◆ WHAT THIS TASK INVOLVES ◆
Copy the entries word for word. Keep the pictures out.
^^^^^^^^
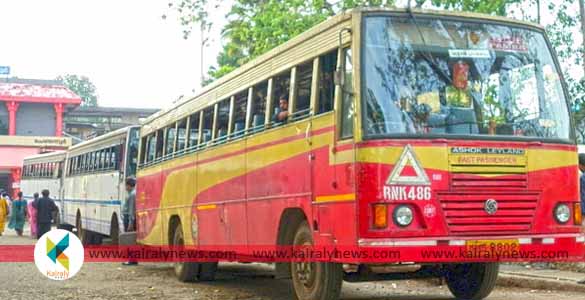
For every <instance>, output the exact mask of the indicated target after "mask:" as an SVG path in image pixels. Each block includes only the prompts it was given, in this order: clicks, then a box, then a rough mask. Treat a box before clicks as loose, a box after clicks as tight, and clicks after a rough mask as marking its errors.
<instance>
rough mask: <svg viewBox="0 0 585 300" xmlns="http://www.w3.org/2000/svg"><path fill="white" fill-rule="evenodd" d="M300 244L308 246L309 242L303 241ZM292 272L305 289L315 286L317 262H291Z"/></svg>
mask: <svg viewBox="0 0 585 300" xmlns="http://www.w3.org/2000/svg"><path fill="white" fill-rule="evenodd" d="M301 246H307V247H310V246H311V243H310V242H305V243H303V244H302V245H301ZM292 265H293V266H292V267H293V271H294V274H295V276H296V278H297V280H298V282H299V283H301V284H302V285H303V287H304V288H305V289H307V290H311V289H312V288H313V287H314V286H315V282H316V278H317V264H316V263H315V262H311V261H300V262H295V263H293V264H292Z"/></svg>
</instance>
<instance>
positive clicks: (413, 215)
mask: <svg viewBox="0 0 585 300" xmlns="http://www.w3.org/2000/svg"><path fill="white" fill-rule="evenodd" d="M393 215H394V223H396V225H398V226H400V227H406V226H408V225H410V224H411V223H412V220H413V219H414V214H413V212H412V209H411V208H410V207H409V206H407V205H399V206H397V207H396V208H395V209H394V214H393Z"/></svg>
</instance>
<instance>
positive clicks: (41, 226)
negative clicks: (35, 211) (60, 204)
mask: <svg viewBox="0 0 585 300" xmlns="http://www.w3.org/2000/svg"><path fill="white" fill-rule="evenodd" d="M49 194H50V193H49V190H43V191H42V192H41V195H42V196H43V197H41V198H39V199H37V200H35V201H34V202H33V207H34V208H35V209H36V210H37V238H41V236H43V234H45V233H47V232H49V231H50V230H51V222H52V220H53V213H54V212H55V211H57V210H59V209H58V208H57V205H56V204H55V201H53V199H51V198H49Z"/></svg>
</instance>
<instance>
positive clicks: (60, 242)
mask: <svg viewBox="0 0 585 300" xmlns="http://www.w3.org/2000/svg"><path fill="white" fill-rule="evenodd" d="M83 259H84V255H83V245H82V244H81V241H80V240H79V239H78V238H77V236H75V235H74V234H72V233H71V232H68V231H65V230H62V229H56V230H51V231H49V232H47V233H45V234H44V235H43V236H41V238H40V239H39V240H38V241H37V244H36V245H35V264H36V265H37V268H38V269H39V271H40V272H41V273H42V274H43V275H45V276H46V277H47V278H49V279H53V280H67V279H69V278H71V277H73V276H75V274H77V272H79V270H80V269H81V266H82V265H83Z"/></svg>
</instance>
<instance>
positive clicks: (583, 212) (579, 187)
mask: <svg viewBox="0 0 585 300" xmlns="http://www.w3.org/2000/svg"><path fill="white" fill-rule="evenodd" d="M579 171H581V177H580V178H579V188H580V189H579V190H580V192H581V195H580V197H581V212H582V213H583V214H584V215H585V153H579ZM578 283H579V284H585V279H583V280H581V281H579V282H578Z"/></svg>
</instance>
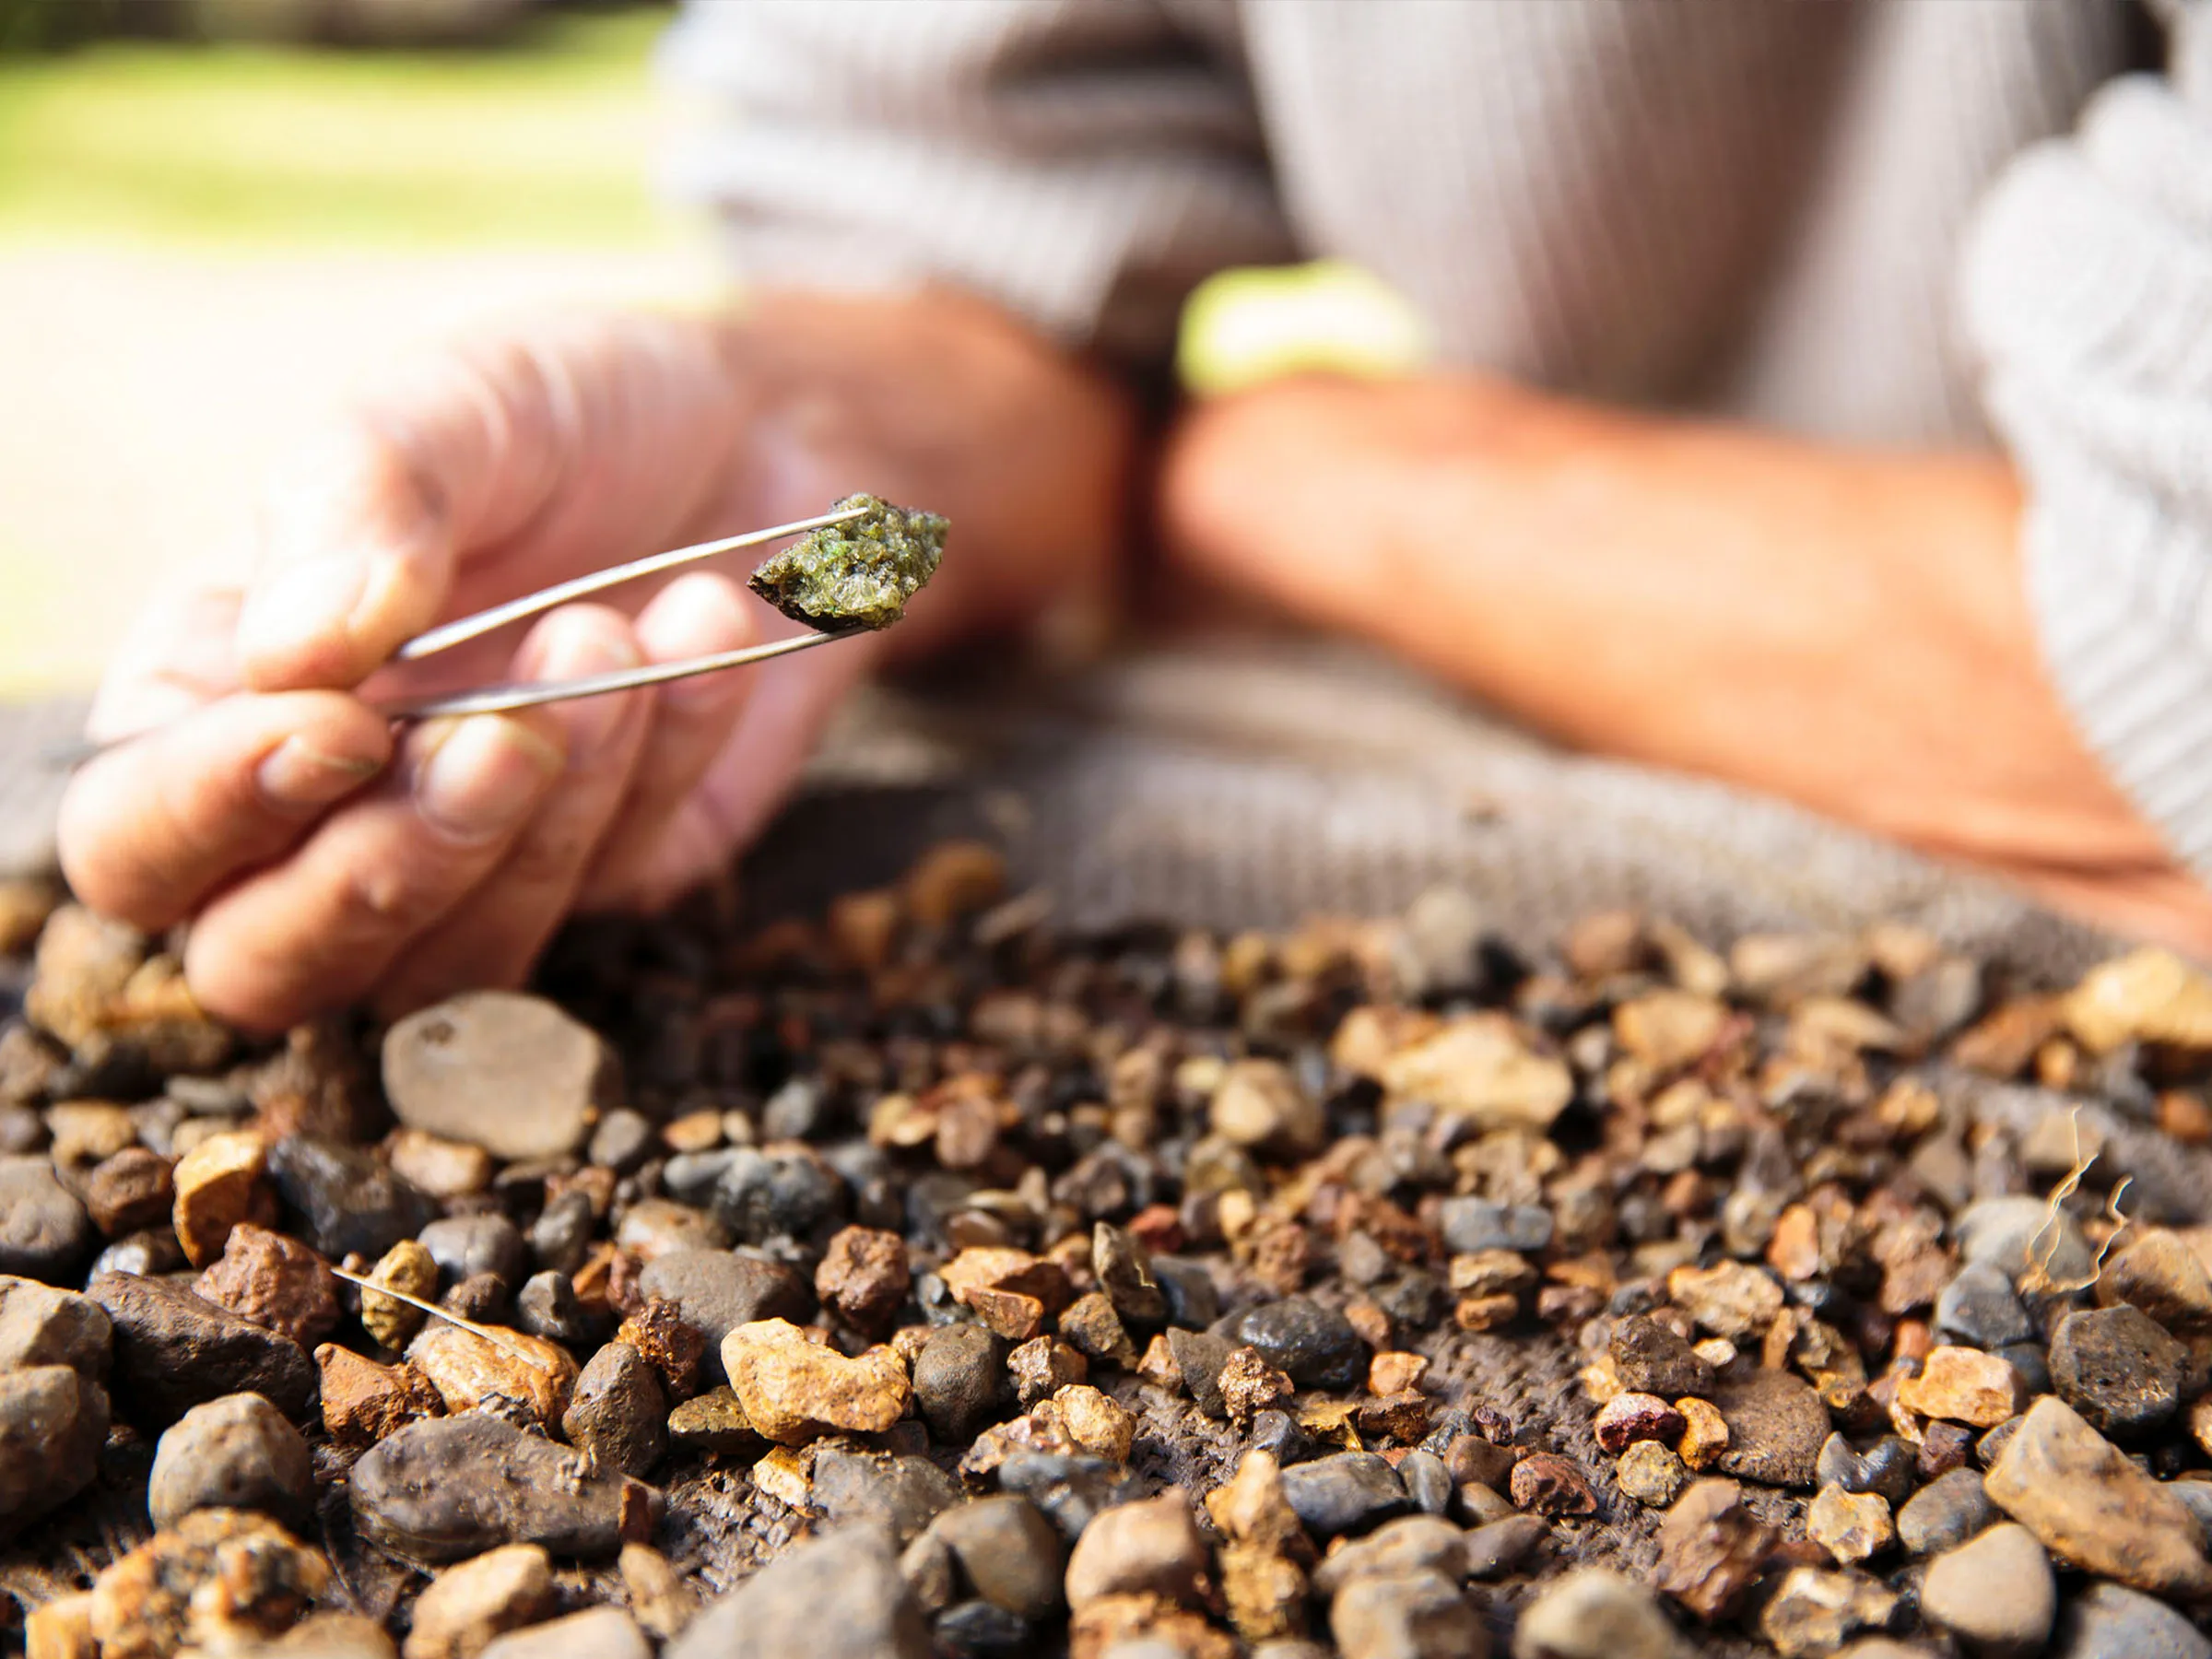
^^^^^^^^
◆ RESPONSE ◆
For every <instance>, output the exact mask of the indicated target after "mask:" as an SVG path in image pixels. Each block includes only the prompts it was given, in this order: clicks, then a box, then a rough mask. Treat a box before clicks as loose, a box after clicks as tight, and clicks after a rough mask as marking its errors.
<instance>
rough mask: <svg viewBox="0 0 585 300" xmlns="http://www.w3.org/2000/svg"><path fill="white" fill-rule="evenodd" d="M300 244L308 246L309 242L303 241ZM292 272L305 289L315 286L317 262H291Z"/></svg>
mask: <svg viewBox="0 0 585 300" xmlns="http://www.w3.org/2000/svg"><path fill="white" fill-rule="evenodd" d="M301 246H307V247H310V246H311V243H310V242H305V243H303V244H302V245H301ZM292 265H293V266H292V267H293V271H294V274H295V276H296V278H297V280H298V282H299V283H301V284H302V285H303V287H304V288H305V289H307V290H311V289H312V288H313V287H314V286H315V282H316V278H317V264H316V263H315V262H311V261H300V262H295V263H293V264H292Z"/></svg>
</instance>
<instance>
positive clicks: (413, 215)
mask: <svg viewBox="0 0 585 300" xmlns="http://www.w3.org/2000/svg"><path fill="white" fill-rule="evenodd" d="M393 215H394V223H396V225H398V226H400V227H406V226H408V225H410V224H411V223H412V220H413V219H414V214H413V212H412V209H411V208H410V207H409V206H407V205H399V206H397V207H396V208H395V209H394V214H393Z"/></svg>
</instance>
<instance>
positive clicks: (41, 226)
negative clicks: (35, 211) (60, 204)
mask: <svg viewBox="0 0 585 300" xmlns="http://www.w3.org/2000/svg"><path fill="white" fill-rule="evenodd" d="M49 194H50V193H49V190H43V191H42V192H41V195H42V196H43V197H41V198H39V199H37V200H35V201H34V202H33V207H34V208H35V209H36V210H37V238H41V236H43V234H45V233H47V232H49V231H50V230H51V222H52V220H53V213H54V212H55V211H57V210H59V209H58V208H57V205H56V204H55V201H53V199H51V198H49Z"/></svg>
</instance>
<instance>
positive clicks: (60, 242)
mask: <svg viewBox="0 0 585 300" xmlns="http://www.w3.org/2000/svg"><path fill="white" fill-rule="evenodd" d="M83 259H84V255H83V245H82V244H81V241H80V240H79V239H78V238H77V236H75V235H74V234H72V233H71V232H68V231H65V230H62V229H56V230H51V231H49V232H47V233H45V234H44V235H43V236H41V238H40V239H39V240H38V241H37V244H36V245H35V264H36V265H37V268H38V269H39V271H40V272H41V273H42V274H43V275H45V276H46V277H47V278H49V279H53V280H67V279H69V278H71V277H73V276H75V274H77V272H79V270H80V269H81V266H82V265H83Z"/></svg>
</instance>
<instance>
positive clicks: (583, 212) (579, 187)
mask: <svg viewBox="0 0 585 300" xmlns="http://www.w3.org/2000/svg"><path fill="white" fill-rule="evenodd" d="M579 171H581V177H580V178H579V188H580V189H579V190H580V192H581V195H580V197H581V212H582V213H583V214H584V215H585V153H579ZM578 283H579V284H585V279H583V280H581V281H579V282H578Z"/></svg>
</instance>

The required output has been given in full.